Aim of the task
Starting at the line that contains "In the picture above, where can the low", transcribe every remaining line of the entries exactly, including the last one.

Provided entries
[BEGIN]
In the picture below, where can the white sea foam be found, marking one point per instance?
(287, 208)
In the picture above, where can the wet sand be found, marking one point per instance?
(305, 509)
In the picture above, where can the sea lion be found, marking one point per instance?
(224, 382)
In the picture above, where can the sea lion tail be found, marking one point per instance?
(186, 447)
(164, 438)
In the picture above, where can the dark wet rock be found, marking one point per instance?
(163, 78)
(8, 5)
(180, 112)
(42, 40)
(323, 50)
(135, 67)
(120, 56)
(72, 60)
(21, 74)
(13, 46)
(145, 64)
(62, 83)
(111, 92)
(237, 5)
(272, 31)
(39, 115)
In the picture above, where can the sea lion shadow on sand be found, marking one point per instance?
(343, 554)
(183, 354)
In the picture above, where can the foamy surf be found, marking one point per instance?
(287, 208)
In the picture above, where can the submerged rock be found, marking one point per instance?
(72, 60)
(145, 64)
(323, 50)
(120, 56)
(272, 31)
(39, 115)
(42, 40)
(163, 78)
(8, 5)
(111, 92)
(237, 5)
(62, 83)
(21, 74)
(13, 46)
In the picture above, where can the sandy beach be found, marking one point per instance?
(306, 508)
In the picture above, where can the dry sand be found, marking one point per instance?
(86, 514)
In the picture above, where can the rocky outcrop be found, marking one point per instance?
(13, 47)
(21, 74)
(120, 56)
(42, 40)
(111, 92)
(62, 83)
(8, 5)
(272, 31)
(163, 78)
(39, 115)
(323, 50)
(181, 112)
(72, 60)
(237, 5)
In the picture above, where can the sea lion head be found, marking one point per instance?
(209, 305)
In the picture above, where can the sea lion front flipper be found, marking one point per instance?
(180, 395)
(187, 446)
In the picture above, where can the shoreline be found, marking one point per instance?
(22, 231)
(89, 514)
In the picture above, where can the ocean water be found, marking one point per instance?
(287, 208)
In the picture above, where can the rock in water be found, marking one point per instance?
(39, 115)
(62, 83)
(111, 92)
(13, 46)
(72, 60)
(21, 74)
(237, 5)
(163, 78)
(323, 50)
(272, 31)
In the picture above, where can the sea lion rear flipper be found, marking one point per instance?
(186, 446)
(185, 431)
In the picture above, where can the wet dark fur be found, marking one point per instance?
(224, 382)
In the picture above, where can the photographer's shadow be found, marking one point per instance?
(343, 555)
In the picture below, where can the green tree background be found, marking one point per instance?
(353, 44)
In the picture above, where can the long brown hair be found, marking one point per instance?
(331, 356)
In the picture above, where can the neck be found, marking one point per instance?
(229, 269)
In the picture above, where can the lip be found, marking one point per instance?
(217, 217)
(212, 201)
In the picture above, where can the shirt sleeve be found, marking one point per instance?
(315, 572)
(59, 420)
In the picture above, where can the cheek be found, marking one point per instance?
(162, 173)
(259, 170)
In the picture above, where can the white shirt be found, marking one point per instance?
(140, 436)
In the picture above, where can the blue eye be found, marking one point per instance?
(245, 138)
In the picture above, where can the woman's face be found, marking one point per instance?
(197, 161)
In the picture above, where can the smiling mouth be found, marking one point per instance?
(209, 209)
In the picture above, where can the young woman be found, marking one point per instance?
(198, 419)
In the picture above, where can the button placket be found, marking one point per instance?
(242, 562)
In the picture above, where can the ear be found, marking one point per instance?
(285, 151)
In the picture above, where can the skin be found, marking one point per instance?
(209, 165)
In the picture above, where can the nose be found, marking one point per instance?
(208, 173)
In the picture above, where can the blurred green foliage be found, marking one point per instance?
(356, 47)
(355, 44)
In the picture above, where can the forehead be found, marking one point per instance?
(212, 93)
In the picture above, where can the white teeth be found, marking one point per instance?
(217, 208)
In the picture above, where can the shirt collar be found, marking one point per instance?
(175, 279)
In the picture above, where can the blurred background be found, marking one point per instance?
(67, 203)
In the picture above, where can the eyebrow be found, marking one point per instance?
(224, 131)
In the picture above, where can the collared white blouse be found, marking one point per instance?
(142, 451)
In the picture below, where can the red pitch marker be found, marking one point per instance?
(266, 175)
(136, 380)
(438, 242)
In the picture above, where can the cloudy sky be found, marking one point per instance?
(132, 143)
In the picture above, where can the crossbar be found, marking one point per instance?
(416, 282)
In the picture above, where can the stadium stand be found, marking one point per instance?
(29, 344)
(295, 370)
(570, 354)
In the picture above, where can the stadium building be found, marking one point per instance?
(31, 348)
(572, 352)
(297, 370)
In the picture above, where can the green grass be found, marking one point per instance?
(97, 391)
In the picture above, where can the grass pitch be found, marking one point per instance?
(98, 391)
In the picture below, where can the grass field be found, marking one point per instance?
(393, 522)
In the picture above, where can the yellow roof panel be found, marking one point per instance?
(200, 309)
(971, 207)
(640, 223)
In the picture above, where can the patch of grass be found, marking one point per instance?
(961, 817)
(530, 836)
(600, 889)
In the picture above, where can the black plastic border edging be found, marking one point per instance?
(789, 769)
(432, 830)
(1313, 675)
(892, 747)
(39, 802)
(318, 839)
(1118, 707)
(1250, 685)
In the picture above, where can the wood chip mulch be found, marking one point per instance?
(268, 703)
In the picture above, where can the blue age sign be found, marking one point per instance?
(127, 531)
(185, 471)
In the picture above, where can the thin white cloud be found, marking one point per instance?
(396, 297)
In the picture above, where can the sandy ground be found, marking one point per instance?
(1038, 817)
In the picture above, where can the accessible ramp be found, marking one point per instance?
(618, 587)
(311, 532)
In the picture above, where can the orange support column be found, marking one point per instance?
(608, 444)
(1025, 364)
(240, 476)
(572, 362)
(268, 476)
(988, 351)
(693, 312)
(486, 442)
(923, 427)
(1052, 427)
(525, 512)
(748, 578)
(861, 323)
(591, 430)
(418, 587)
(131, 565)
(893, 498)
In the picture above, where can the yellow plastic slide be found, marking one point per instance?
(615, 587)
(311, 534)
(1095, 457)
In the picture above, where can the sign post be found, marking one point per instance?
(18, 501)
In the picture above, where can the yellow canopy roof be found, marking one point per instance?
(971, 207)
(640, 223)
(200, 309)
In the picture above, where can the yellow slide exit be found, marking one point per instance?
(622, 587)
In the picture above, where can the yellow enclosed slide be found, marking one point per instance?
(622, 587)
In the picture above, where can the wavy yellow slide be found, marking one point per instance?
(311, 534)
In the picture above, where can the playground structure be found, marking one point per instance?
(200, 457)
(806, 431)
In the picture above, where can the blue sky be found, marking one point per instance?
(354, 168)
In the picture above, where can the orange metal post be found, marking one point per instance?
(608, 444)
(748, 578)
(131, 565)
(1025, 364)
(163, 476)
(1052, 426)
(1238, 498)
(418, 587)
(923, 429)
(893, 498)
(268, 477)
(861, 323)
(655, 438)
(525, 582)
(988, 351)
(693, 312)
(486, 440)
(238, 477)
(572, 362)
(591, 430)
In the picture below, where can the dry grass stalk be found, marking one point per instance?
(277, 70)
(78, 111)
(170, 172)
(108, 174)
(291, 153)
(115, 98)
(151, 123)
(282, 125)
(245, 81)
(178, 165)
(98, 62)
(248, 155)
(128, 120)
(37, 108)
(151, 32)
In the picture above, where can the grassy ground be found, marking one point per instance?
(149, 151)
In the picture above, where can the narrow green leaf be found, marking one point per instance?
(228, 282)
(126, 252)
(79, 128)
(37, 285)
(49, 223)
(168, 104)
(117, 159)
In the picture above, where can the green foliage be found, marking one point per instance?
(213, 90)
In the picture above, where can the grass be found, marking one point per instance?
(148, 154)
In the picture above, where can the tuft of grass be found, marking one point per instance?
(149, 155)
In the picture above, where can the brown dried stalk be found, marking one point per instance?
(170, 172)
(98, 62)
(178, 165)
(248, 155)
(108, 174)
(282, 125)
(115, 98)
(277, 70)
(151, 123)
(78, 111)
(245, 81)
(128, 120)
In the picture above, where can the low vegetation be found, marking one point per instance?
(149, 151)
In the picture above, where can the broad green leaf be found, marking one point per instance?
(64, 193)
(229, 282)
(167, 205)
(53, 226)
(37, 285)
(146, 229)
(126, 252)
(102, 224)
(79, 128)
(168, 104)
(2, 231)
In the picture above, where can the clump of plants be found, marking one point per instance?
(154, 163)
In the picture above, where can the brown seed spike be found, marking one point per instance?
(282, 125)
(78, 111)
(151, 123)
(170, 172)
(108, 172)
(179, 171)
[END]
Result
In the picture above, where can the low vegetation be found, marking one point per instance?
(149, 151)
In the picture above, where can the broad green leaf be found, marking one point per instance?
(64, 193)
(229, 282)
(167, 205)
(53, 226)
(37, 285)
(146, 229)
(126, 252)
(102, 224)
(79, 128)
(168, 104)
(2, 231)
In the picture above, where can the clump of plants be found, marking one point per instance?
(154, 163)
In the picture above, where can the brown seed spike be found, marking one point per instance?
(282, 125)
(78, 111)
(151, 123)
(170, 172)
(108, 172)
(179, 171)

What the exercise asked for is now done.